## Exercise brief
Repeat every entry exactly as it appears.

## Records for this exercise
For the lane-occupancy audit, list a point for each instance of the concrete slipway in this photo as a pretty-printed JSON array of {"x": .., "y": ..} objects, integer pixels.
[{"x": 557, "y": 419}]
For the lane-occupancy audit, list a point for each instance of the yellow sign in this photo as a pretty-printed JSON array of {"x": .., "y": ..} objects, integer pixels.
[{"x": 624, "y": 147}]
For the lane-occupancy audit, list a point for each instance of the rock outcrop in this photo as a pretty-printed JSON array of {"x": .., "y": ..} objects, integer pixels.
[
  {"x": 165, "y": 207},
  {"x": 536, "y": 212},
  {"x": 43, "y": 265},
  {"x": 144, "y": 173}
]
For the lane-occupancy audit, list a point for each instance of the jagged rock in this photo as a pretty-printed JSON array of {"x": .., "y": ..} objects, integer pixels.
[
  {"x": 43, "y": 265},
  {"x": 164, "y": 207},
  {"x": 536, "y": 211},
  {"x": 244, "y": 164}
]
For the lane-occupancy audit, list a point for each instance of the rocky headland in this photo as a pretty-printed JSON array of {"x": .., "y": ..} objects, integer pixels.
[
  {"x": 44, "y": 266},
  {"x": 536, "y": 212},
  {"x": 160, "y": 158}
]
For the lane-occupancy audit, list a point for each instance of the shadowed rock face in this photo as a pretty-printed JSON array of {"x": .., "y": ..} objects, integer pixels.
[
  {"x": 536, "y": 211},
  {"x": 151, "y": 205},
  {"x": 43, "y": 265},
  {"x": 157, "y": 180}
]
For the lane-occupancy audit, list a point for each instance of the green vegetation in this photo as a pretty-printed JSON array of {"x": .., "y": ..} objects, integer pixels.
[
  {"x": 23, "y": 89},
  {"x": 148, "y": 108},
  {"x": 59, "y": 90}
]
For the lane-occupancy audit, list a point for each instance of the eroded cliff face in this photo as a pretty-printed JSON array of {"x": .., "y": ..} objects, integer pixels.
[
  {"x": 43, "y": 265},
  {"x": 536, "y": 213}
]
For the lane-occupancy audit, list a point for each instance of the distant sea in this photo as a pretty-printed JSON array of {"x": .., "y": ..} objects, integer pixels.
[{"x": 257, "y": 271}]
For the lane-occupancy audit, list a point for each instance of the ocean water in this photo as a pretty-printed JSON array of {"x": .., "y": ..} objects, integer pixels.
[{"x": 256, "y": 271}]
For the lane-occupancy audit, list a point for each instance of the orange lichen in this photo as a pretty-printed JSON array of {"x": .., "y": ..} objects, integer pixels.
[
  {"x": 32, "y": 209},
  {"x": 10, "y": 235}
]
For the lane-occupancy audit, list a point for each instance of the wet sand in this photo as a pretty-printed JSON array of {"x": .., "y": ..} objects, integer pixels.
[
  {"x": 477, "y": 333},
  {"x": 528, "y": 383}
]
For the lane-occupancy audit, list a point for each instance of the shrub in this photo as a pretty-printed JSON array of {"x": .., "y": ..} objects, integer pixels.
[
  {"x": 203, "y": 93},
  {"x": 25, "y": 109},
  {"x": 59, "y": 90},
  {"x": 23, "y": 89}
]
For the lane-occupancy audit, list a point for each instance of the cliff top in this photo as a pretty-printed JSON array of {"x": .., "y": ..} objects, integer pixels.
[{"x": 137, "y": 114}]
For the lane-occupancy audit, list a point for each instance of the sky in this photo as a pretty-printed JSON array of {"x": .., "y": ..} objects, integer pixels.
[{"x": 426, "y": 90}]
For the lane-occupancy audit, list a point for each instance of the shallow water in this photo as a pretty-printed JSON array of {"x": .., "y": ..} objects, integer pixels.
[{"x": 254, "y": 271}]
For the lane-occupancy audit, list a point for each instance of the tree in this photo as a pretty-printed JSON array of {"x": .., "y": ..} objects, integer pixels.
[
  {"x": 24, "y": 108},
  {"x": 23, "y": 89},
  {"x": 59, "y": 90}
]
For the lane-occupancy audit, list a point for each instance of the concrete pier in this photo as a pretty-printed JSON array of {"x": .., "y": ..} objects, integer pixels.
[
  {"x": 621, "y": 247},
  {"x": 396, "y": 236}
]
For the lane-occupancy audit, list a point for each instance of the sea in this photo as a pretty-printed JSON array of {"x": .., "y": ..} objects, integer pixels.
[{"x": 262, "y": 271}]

## Response box
For the lane-occupancy audit, list a point for each instance of the concrete slipway in this photo as a pretty-printed JSON array of {"x": .., "y": ..} objects, integer pixels.
[{"x": 557, "y": 419}]
For the lane-occupancy audit, list a point for each instance of the yellow sign in this photo as a pretty-printed JSON array of {"x": .., "y": ..} objects, integer pixels.
[{"x": 624, "y": 147}]
For the lane-occupancy audit, list a point for each instance of the rock outcrop in this photo as a pretty-printed JSON array of {"x": .., "y": ..} objects, integer pixels.
[
  {"x": 165, "y": 207},
  {"x": 536, "y": 212},
  {"x": 43, "y": 265},
  {"x": 144, "y": 173}
]
For the lane-occupancy audit, list a point for each instance of the jagged rock in this photo as a pretty-printed JSON array of {"x": .., "y": ..} objects, integer pixels.
[
  {"x": 43, "y": 265},
  {"x": 164, "y": 207},
  {"x": 536, "y": 211},
  {"x": 244, "y": 164}
]
For the lane-occupancy audit, list a point for each instance of the rocky headland in this photo as a pretty-printed JSON array of {"x": .., "y": ..} objects, integer pixels.
[
  {"x": 44, "y": 266},
  {"x": 536, "y": 212},
  {"x": 160, "y": 158}
]
For the lane-occupancy audit, list a point for each instance of the shadowed rock face in this photo as a pretty-printed JSON array of {"x": .., "y": ..} objects, integer pixels.
[
  {"x": 536, "y": 211},
  {"x": 151, "y": 205},
  {"x": 43, "y": 265},
  {"x": 157, "y": 180}
]
For the lane-occupancy audit, list a point for each instance of the green vegetation in this photo as a pretty-printed JSON array of {"x": .., "y": ..} objects, integer pixels.
[
  {"x": 23, "y": 89},
  {"x": 148, "y": 108},
  {"x": 59, "y": 90}
]
For the lane-occupancy audit, list a point for each instance of the eroded cliff face in this photo as a pretty-printed JSON array of {"x": .., "y": ..} objects, integer pixels.
[
  {"x": 43, "y": 265},
  {"x": 536, "y": 213}
]
For the lane-occupancy audit, list a point for each instance of the distant sea in this photo as a pretty-printed JSON array of {"x": .., "y": ..} objects, integer pixels.
[{"x": 257, "y": 271}]
For the lane-occupancy audit, list a point for each instance of the ocean water in this photo as a pretty-printed JSON array of {"x": .., "y": ..} objects, integer pixels.
[{"x": 256, "y": 271}]
For the lane-occupancy audit, list a point for each instance of the orange lichen in this photo as a pretty-printed JSON array of {"x": .., "y": ..} objects, integer pixels.
[
  {"x": 32, "y": 209},
  {"x": 10, "y": 235}
]
For the lane-occupancy audit, list a point for each instance of the wet sand in this photo as a pretty-printed JSON array of {"x": .., "y": ..} objects, integer pixels.
[
  {"x": 477, "y": 333},
  {"x": 528, "y": 383}
]
For the lane-occupancy audit, list a point for each instance of the shrub in this photo as a pretty-printed JSON array of {"x": .., "y": ..} objects, integer pixels.
[
  {"x": 203, "y": 93},
  {"x": 25, "y": 109},
  {"x": 59, "y": 90},
  {"x": 23, "y": 89}
]
For the lane-occupancy audit, list a point for each instance of the cliff top in this photo as a pretty-printed JSON array of {"x": .., "y": ..} objects, integer pixels.
[{"x": 137, "y": 114}]
For the lane-occupancy audit, list a point for each instance of the sky in this photo as a pretty-printed JSON array of {"x": .., "y": ..} objects, integer pixels.
[{"x": 426, "y": 90}]
For the lane-occupancy audit, list a point for each instance of the shallow water in this photo as a pretty-printed JSON array of {"x": .., "y": ..} objects, integer pixels.
[{"x": 254, "y": 271}]
For the lane-occupancy audit, list a point for each instance of the tree in this photo as a pretty-printed JSON array of {"x": .., "y": ..} objects, integer pixels.
[
  {"x": 24, "y": 108},
  {"x": 23, "y": 89},
  {"x": 59, "y": 90}
]
For the lane-occupancy audit, list a point for each instance of the concrete pier in this photo as a pretty-printed JSON array of {"x": .., "y": ..} objects, integer pixels.
[
  {"x": 621, "y": 247},
  {"x": 396, "y": 236}
]
For the lane-occupancy audit, list a point for each instance of the sea in this photo as a pretty-printed JSON array of {"x": .., "y": ..} objects, integer pixels.
[{"x": 262, "y": 271}]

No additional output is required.